• Set exercise: Could you copy out, word for word, everything in the material from the line containing "the dog's chest" down through the line containing "130], [485, 136]]", including both of those lines?

* begin *

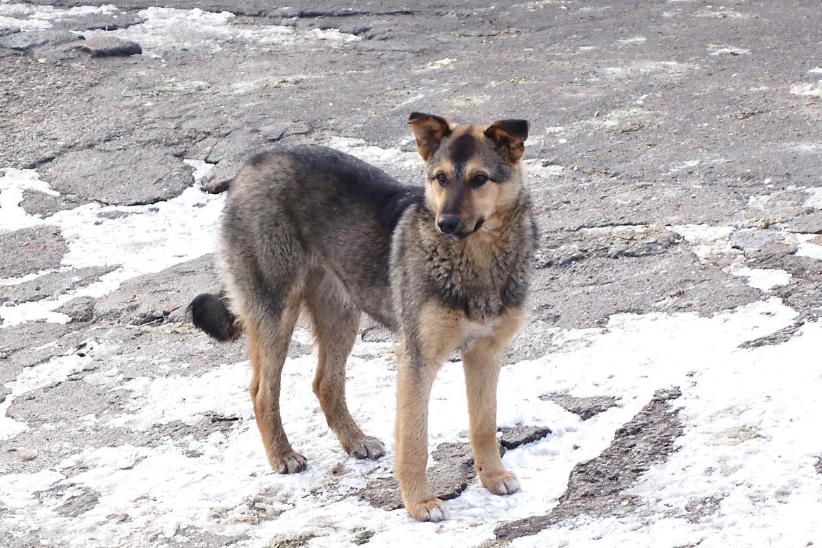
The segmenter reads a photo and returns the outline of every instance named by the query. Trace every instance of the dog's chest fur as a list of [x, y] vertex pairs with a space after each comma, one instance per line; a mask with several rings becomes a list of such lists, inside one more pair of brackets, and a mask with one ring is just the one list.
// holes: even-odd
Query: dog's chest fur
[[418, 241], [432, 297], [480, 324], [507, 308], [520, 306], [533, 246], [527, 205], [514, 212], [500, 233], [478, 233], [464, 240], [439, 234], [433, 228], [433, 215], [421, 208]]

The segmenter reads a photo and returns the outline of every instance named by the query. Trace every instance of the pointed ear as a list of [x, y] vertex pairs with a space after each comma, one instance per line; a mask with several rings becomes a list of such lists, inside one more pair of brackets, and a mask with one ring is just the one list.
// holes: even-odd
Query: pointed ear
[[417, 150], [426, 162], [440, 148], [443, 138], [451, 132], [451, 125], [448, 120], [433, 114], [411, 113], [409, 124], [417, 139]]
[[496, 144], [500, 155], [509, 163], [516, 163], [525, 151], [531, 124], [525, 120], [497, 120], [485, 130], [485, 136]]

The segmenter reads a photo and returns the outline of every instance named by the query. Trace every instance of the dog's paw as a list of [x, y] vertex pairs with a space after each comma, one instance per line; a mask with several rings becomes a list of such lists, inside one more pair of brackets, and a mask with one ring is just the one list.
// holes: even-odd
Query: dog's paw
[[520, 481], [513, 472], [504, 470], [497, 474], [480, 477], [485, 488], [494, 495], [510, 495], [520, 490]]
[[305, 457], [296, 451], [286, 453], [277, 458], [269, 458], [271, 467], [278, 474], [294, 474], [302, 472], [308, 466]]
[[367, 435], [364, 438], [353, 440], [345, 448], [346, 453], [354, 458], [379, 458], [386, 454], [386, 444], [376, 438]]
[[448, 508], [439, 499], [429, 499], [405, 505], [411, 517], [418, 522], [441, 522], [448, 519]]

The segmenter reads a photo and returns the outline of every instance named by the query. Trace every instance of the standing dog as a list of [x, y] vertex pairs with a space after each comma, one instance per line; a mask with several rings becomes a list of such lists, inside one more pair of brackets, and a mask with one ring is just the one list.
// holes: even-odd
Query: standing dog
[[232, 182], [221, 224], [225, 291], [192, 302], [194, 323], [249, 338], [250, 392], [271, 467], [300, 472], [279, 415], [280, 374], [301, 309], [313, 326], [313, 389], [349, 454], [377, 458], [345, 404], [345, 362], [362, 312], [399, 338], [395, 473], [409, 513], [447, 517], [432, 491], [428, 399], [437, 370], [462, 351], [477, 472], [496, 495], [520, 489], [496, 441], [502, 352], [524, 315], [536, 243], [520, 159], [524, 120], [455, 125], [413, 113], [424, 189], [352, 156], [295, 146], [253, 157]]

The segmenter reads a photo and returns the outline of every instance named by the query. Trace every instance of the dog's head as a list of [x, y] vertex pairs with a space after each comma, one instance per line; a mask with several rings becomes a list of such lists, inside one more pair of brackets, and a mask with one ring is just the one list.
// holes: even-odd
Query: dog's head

* end *
* begin *

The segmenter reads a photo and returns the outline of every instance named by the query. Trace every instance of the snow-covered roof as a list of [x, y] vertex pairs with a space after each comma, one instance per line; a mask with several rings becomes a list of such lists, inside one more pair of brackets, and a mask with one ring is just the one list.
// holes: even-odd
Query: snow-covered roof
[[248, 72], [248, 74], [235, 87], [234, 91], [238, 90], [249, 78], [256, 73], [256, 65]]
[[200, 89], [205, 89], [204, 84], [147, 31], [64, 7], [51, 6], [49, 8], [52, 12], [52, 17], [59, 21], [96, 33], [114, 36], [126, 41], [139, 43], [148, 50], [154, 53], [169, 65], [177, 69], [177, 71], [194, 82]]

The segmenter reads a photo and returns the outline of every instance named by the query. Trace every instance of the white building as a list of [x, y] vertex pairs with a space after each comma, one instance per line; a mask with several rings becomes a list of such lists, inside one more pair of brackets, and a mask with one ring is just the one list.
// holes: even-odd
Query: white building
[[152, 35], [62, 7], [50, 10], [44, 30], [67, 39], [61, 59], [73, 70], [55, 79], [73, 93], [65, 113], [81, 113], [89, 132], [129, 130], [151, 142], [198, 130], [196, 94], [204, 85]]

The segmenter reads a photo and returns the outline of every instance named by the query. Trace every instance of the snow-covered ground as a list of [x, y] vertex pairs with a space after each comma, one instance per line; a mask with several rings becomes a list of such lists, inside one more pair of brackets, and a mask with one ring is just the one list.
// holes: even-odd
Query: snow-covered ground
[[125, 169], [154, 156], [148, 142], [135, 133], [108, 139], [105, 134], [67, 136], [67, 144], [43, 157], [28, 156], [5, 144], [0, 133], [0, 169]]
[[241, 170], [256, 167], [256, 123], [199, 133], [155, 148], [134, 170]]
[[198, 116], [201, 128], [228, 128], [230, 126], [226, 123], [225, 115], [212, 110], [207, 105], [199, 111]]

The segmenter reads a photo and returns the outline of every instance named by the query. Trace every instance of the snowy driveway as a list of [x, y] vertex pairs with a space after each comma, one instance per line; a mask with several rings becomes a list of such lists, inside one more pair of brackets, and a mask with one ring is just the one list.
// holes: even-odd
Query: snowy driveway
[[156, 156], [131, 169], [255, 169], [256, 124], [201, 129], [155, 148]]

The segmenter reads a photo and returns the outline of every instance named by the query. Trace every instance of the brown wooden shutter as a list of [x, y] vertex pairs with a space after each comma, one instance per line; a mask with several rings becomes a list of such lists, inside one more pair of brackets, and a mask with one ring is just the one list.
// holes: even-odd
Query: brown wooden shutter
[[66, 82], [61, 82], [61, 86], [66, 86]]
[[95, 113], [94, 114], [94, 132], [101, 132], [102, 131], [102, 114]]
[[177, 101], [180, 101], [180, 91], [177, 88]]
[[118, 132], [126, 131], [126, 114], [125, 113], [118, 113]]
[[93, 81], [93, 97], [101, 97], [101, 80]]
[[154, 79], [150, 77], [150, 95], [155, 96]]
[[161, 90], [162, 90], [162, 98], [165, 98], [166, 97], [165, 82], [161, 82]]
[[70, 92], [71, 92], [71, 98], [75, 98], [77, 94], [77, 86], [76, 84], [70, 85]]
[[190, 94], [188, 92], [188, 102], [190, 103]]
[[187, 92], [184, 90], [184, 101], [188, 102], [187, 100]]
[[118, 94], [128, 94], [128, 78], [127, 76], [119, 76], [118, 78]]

* end *

• Reply to the task:
The segmenter reads a photo and returns the outline of every instance named by the query. Trace every instance of the dog's chest fur as a list of [x, y] vertex pairs with a space after each comma, one instance per line; a mask with several rings becomes a list of such lists, inside one more pair of brackets, and a mask with one ring is just the one list.
// holes: even-odd
Query: dog's chest fur
[[418, 241], [432, 297], [480, 324], [507, 308], [520, 306], [533, 246], [527, 205], [514, 212], [500, 233], [478, 233], [464, 240], [439, 234], [433, 228], [433, 215], [421, 208]]

The segmenter reads a photo and returns the outline of every instance named by the query. Trace every instance of the pointed ear as a list of [x, y] vertex pairs with a space after each comma, one instance per line; a mask with several rings becomes a list of such lists, inside one more pair of brackets, and a mask with one ring is just the one list.
// holes: even-odd
Query: pointed ear
[[417, 150], [426, 162], [440, 148], [443, 138], [451, 132], [451, 125], [448, 120], [433, 114], [411, 113], [409, 124], [417, 139]]
[[496, 144], [500, 155], [509, 163], [516, 163], [525, 151], [531, 124], [525, 120], [497, 120], [485, 130], [485, 136]]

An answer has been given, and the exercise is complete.